**Requirement**
Please revise the data below by changing "gold necklace" to "silver necklace" everywhere it occurs, leaving every other part untouched.

----- Dataset -----

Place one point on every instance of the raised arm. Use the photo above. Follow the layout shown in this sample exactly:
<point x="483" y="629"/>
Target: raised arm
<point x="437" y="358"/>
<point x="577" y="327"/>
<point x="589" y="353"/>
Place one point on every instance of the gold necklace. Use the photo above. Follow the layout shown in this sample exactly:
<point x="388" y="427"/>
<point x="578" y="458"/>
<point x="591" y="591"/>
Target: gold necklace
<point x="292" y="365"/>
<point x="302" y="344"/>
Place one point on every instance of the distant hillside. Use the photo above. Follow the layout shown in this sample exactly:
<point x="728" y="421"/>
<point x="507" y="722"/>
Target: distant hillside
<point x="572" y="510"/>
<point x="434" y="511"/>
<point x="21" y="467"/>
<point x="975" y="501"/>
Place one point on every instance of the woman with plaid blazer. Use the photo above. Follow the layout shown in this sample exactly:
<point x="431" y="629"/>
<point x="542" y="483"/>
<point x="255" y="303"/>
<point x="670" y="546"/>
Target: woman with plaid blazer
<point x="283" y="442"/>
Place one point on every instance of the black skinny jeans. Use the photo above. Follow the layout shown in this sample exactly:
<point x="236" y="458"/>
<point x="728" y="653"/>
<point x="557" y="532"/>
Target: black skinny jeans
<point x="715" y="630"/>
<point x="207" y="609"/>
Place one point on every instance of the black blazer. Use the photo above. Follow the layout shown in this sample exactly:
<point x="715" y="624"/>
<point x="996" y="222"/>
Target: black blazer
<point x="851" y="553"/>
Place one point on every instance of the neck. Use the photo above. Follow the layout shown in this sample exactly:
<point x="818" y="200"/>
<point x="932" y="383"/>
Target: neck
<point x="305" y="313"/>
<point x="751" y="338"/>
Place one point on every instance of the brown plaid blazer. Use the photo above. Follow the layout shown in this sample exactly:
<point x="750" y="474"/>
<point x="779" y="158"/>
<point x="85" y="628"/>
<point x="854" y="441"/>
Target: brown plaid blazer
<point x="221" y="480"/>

-----

**Completed task**
Place one point on every instance of the raised arm. Use the photo above. Follow the layout shown in this sample exactly:
<point x="483" y="629"/>
Target: raised arm
<point x="437" y="358"/>
<point x="577" y="327"/>
<point x="589" y="353"/>
Place one point on every instance of the silver necklace. Use the photo above. Follow the layout shown in this sample exactly:
<point x="388" y="427"/>
<point x="578" y="458"/>
<point x="591" y="591"/>
Target: silver necklace
<point x="292" y="365"/>
<point x="302" y="344"/>
Place one point on every instance of the distant hillside. Use the photo above. Follow the layout shown in this sample exactly:
<point x="728" y="421"/>
<point x="507" y="722"/>
Target: distant hillside
<point x="572" y="510"/>
<point x="434" y="511"/>
<point x="21" y="467"/>
<point x="975" y="501"/>
Place one point on every instance of the woman with plaid blazer. Use the photo above. Follow the layout shown in this sample exactly:
<point x="431" y="629"/>
<point x="542" y="483"/>
<point x="255" y="303"/>
<point x="670" y="546"/>
Target: woman with plaid blazer
<point x="283" y="442"/>
Place one point on every instance of the black skinny jeans. Use the photo above. Follow the layout shown in this sample exactly:
<point x="236" y="458"/>
<point x="728" y="653"/>
<point x="557" y="532"/>
Target: black skinny jeans
<point x="715" y="630"/>
<point x="207" y="609"/>
Place one point on every instance of the black blazer. Use the photo above. Follow the layout shown in this sample exactly:
<point x="715" y="624"/>
<point x="996" y="222"/>
Target: black blazer
<point x="851" y="553"/>
Place one point on every instance of the neck. Use the photo above. Follow the layout shown in this sample exactly:
<point x="818" y="200"/>
<point x="932" y="383"/>
Target: neck
<point x="305" y="313"/>
<point x="751" y="338"/>
Place one point on every instance of the brown plaid blazer. Use the photo above. Follow the layout shown in this sample exactly:
<point x="750" y="474"/>
<point x="779" y="158"/>
<point x="85" y="628"/>
<point x="854" y="441"/>
Target: brown plaid blazer
<point x="221" y="480"/>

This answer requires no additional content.